### Your task
Lay out the rows between the line containing "point_to(query) returns one keypoint per instance of the woman's" and the end of the rows, inclusive, as a two-column CSV with the columns input and output. Give one CSV line for each row, with its text under input and its answer under output, each in one quoted field and with line breaks turned into spaces.

** Start Supplied data **

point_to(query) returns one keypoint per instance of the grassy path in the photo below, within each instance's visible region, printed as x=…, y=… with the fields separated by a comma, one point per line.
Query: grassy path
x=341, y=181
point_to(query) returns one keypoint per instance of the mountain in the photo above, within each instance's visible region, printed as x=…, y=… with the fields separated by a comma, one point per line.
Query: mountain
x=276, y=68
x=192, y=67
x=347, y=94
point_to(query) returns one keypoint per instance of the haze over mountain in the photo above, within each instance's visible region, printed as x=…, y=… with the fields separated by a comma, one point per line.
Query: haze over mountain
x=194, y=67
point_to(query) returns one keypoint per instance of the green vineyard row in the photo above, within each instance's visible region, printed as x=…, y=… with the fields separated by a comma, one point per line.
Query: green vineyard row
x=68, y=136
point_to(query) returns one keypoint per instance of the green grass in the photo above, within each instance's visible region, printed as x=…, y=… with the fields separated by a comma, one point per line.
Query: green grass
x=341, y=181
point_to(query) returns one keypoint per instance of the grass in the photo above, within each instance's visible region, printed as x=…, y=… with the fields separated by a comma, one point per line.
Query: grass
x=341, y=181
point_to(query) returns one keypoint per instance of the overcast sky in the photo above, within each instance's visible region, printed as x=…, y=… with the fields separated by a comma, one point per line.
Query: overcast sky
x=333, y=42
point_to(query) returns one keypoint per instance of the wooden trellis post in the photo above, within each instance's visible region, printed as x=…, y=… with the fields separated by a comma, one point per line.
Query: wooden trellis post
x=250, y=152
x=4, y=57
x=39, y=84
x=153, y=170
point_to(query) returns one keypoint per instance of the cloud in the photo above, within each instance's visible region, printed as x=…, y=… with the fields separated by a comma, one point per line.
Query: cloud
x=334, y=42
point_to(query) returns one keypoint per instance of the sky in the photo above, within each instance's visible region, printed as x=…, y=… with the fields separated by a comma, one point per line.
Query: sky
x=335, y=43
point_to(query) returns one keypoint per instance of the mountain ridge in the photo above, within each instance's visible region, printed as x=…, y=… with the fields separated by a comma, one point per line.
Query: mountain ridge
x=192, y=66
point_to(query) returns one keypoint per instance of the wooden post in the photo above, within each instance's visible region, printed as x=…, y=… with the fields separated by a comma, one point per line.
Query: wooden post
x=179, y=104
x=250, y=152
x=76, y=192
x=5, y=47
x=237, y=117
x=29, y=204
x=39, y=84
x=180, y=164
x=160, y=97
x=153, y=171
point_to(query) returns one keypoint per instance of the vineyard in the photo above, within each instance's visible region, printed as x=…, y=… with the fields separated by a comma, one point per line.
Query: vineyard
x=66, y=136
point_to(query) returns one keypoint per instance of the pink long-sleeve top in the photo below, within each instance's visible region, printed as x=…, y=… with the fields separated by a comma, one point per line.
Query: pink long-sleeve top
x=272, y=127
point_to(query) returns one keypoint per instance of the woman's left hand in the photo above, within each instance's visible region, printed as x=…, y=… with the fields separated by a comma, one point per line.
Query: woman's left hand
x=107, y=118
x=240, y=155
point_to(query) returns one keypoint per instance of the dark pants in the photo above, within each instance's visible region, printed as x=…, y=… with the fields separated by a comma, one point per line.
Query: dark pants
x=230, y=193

** End Supplied data **

### Result for this task
input,output
"point_to(query) returns one keypoint per instance of the woman's left hand in the photo above, within each instance's visible region, printed as x=…, y=… with the fields separated by a comma, one point per line. Query: woman's left hand","x=107, y=118 x=240, y=155"
"point_to(query) returns one keypoint per instance of the dark pants in the photo above, within each instance's visible region, printed as x=…, y=… with the fields separated by a comma, one point per line. Query: dark pants","x=230, y=193"